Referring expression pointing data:
- Opening Delimiter -

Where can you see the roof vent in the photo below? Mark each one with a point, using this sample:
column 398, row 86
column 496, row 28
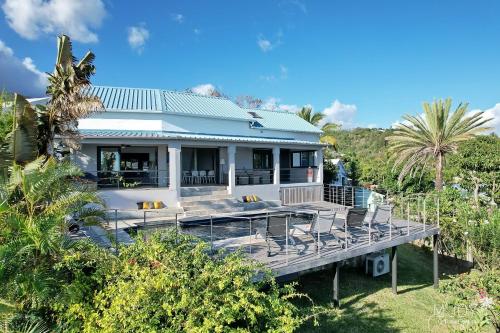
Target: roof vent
column 255, row 124
column 254, row 114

- Closing Delimiter -

Task brief » Output the records verbatim without pictures.

Answer space »
Where can you see the roof vent in the photo below? Mark each one with a point, using this sample:
column 398, row 86
column 496, row 28
Target: roof vent
column 255, row 124
column 254, row 114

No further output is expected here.